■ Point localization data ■

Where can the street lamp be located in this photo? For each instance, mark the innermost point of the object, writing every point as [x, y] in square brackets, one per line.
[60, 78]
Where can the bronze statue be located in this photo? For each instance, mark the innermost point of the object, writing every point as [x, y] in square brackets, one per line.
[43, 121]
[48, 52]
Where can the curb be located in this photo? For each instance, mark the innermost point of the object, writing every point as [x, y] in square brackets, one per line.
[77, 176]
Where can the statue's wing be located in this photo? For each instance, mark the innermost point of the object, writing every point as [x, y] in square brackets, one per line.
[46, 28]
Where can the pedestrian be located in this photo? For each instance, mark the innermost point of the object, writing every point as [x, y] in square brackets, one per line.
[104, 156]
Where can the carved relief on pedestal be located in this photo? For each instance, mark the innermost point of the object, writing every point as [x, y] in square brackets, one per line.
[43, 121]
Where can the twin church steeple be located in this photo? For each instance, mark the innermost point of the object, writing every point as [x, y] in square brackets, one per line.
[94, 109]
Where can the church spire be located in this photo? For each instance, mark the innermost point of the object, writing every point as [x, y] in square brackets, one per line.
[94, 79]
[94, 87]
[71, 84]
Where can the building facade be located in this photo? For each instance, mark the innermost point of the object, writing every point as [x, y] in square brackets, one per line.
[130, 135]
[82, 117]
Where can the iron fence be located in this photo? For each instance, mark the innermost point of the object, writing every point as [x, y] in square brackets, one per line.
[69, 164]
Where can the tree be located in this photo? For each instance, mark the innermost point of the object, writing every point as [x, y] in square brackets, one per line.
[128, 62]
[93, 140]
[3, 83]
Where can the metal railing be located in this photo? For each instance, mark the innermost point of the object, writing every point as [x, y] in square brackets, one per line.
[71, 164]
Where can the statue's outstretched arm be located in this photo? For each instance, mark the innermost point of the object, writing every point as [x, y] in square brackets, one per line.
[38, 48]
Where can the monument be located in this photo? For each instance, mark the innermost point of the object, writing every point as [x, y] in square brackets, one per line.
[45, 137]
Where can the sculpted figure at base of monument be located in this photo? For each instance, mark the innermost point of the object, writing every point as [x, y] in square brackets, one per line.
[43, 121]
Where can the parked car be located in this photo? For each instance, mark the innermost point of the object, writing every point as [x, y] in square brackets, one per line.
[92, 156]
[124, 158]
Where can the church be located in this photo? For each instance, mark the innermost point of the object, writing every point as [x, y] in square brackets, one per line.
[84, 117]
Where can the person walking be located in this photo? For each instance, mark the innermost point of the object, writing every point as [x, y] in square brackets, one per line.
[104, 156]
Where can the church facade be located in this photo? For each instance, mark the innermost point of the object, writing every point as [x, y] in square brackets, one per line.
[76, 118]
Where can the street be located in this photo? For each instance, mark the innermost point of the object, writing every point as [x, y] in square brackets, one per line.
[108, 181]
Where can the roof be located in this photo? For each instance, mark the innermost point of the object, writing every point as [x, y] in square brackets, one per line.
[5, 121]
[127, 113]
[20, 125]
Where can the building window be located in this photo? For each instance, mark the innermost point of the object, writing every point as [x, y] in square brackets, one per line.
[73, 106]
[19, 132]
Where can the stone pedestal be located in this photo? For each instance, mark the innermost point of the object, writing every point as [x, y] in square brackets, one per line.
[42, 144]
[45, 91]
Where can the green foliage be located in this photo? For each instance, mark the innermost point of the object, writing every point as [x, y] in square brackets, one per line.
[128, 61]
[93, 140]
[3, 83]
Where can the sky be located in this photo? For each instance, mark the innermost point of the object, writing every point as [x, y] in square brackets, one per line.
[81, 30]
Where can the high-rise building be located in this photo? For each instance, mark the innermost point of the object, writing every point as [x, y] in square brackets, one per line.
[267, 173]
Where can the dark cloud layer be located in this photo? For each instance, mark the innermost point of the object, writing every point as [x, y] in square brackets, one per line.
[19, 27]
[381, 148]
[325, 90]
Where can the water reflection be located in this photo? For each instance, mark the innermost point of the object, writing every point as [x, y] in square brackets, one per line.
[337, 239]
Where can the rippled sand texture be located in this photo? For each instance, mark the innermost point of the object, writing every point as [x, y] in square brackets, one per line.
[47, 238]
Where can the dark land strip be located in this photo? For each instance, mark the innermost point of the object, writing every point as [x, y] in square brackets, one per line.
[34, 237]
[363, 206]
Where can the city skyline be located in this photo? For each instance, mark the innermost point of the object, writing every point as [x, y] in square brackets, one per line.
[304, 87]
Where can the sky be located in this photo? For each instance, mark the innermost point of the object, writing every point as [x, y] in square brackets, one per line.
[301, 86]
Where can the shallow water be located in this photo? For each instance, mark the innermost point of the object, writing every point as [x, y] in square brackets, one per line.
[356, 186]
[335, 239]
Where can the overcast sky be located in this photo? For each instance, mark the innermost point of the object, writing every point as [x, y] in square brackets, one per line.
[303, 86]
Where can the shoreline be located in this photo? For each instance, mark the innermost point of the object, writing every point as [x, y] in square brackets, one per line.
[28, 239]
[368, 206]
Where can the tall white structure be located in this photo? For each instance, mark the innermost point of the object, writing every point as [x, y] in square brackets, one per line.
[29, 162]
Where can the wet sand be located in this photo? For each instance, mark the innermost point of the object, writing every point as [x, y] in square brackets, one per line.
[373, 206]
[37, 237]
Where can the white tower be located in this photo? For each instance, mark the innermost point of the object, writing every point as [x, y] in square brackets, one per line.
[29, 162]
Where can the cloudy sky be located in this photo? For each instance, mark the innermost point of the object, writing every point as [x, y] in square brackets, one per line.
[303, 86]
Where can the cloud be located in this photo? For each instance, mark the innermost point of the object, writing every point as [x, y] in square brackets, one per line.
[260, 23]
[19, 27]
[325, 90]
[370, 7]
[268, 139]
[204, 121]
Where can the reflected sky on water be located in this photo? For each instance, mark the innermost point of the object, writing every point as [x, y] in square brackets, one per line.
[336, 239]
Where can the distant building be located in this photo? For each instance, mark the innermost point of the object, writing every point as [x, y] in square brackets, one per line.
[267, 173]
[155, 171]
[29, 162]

■ Your task ■
Each entry above is to be transcribed exactly as it was written.

■ Exercise response ■
Where can the street lamp be located in this photo? For each instance, mark the innermost point of the object, writing every point as [x, y] in square brackets, one per line.
[60, 78]
Where can the bronze statue be located in this photo? For each instance, mark the innermost point of the object, writing every point as [x, y] in square brackets, one per line.
[43, 121]
[48, 52]
Where can the curb be located in this photo? For each instance, mark the innermost point of the object, writing every point as [x, y] in square brackets, one per line.
[77, 176]
Where can the statue's wing be located in this photo? For each instance, mark the innermost point of the object, writing every point as [x, y] in square brackets, one per line.
[46, 28]
Where can the pedestrian be located in this photo? For each instance, mark the innermost point of the object, writing every point as [x, y] in square brackets, one per line.
[104, 156]
Where can the carved relief on pedestal be located in this photo? For each instance, mark the innermost point of the object, writing every point as [x, y] in square brackets, one per line.
[43, 121]
Where can the twin church steeple be located in this photo? For each instance, mark the innermost point of the object, writing every point as [x, y] in square brackets, one per line.
[94, 109]
Where can the church spire be located in this photo? For each instance, mark the innermost point of the object, writing every point as [x, y] in square brackets, one per line.
[94, 79]
[94, 87]
[71, 84]
Where can the building facade be located in this photo? For each instance, mark the innermost point of the object, writing every point as [x, y] in square brackets, one per line.
[130, 135]
[82, 117]
Where can the iron fence be located in this photo? For each instance, mark the innermost point of the object, writing every point as [x, y] in square brackets, one per line.
[69, 164]
Where can the tree be located in this photo? For each instance, mark the innermost point of the object, writing every point as [x, y] in square brackets, one per line.
[128, 62]
[93, 140]
[3, 83]
Where can the metal railing be located in this photo? For each instance, mark the innermost point of the object, writing every point as [x, y] in square brackets, one per line.
[71, 164]
Where can the statue's outstretched arm be located in this photo? For each instance, mark the innermost point of the object, writing every point as [x, y] in square brackets, one per line.
[38, 48]
Where can the monument be located in this photo? For each instance, mark the innermost point of the object, writing every point as [x, y] in square brackets, one per line.
[45, 137]
Where can the sculpted figure at base of monument be located in this photo? For each instance, mark the innermost point of the object, writing every point as [x, y] in square brackets, one per line.
[43, 121]
Where can the parked car be located in this photo? For each instance, mark the innermost point of the object, writing every point as [x, y] in square brackets, one per line.
[92, 156]
[124, 158]
Where can the church be located in this photo? For each instance, mark the innermost point of the object, writing every point as [x, y] in square brackets, one per line.
[84, 117]
Where can the person walking be located in this photo? For each instance, mark the innermost point of the object, writing every point as [x, y] in square brackets, one per line.
[104, 156]
Where can the church facade be located in this photo? For each instance, mark the innermost point of the object, writing every point as [x, y] in square brackets, one per line.
[76, 118]
Where can the street be located in this photo? For each instance, mark the innermost point of the object, writing every point as [x, y] in square brackets, one per line.
[108, 181]
Where can the roof be located in this photo? For each instance, mark the innermost point of the object, writing every point as [x, y] in square brackets, one per line.
[5, 121]
[127, 113]
[20, 125]
Where can the building window be located in this photo? For each instance, mark the innermost point of the object, writing every point as [x, y] in square brackets, one per line.
[73, 106]
[19, 132]
Where can the stone pedestal be located in this photo? For each instance, mark the innermost point of the object, writing every point as [x, y] in square brackets, one per line.
[42, 144]
[45, 91]
Where can the green foliage be located in this photo? For each instance, mark the innermost point of the object, writing every point as [x, y] in square brackets, one per line.
[128, 61]
[93, 140]
[3, 83]
Where can the sky be located in this photo? For each instance, mark the innermost point of the object, writing every point as [x, y] in square brackets, one per line.
[81, 30]
Where can the high-rise building be located in this photo? For each instance, mark the innermost point of the object, writing every point as [x, y] in square brackets, one per line.
[267, 173]
Where can the dark cloud layer be located in this photo? For each instance, mark the innermost point of the object, writing every point as [x, y] in square brackets, one per line.
[19, 27]
[381, 148]
[325, 90]
Where can the water reflection be located in this photo? For each instance, mark the innermost point of the object, writing every point as [x, y] in square brackets, one per line.
[337, 239]
Where can the rippled sand texture be located in this photo? For each instance, mark the innermost point of the object, writing every point as [x, y] in square brackets, one per line.
[47, 238]
Where can the dark land strip be located in this photo? For each instance, mark the innermost point of the object, writing every point as [x, y] in square brackets, one per line.
[34, 237]
[363, 206]
Where can the city skyline be located in this photo? For each instance, mark the innermost point of the object, writing every point as [x, y] in square brackets, one per line.
[304, 87]
Where can the sky be located in this photo? For each instance, mark the innermost point of the object, writing every point as [x, y] in square brackets, one per line.
[301, 86]
Where can the shallow water be located in this photo? For each instance, mark the innermost point of the object, writing every point as [x, y] in square brackets, one per line.
[356, 186]
[335, 239]
Where can the overcast sky be located in this photo? For each instance, mark the innermost point of the object, writing every point as [x, y] in square brackets, one per line.
[303, 86]
Where can the shoreline be located in this photo? For each instance, mark the innermost point of the object, writing every point as [x, y] in square brackets, one per line.
[28, 239]
[368, 206]
Where can the tall white structure be located in this photo? For each instance, mark the innermost point of the object, writing every point as [x, y] in square brackets, one per line.
[29, 162]
Where can the wet sand be located in this photo? For each instance, mark the innermost point of the object, writing every point as [x, y] in square brackets, one per line.
[373, 206]
[37, 237]
Where can the white tower be located in this photo? For each instance, mark the innermost point of the object, writing every point as [x, y] in square brackets, one per line.
[29, 162]
Where can the cloudy sky be located in this photo? For each instance, mark the innermost point of the object, writing every point as [x, y] in square brackets, one per line.
[303, 86]
Where can the cloud be located in this photo? For each instance, mark the innermost point of the object, writing every point as [x, y] in square brackets, one per line.
[260, 23]
[19, 27]
[325, 90]
[370, 7]
[268, 139]
[204, 121]
Where can the reflected sky on water be located in this photo? For each instance, mark the innermost point of the object, writing every point as [x, y] in square brackets, one per line.
[336, 239]
Where can the distant building be located in this photo? For each instance, mark the innermost point of the object, writing every point as [x, y] in square brackets, one per line.
[267, 173]
[155, 171]
[29, 162]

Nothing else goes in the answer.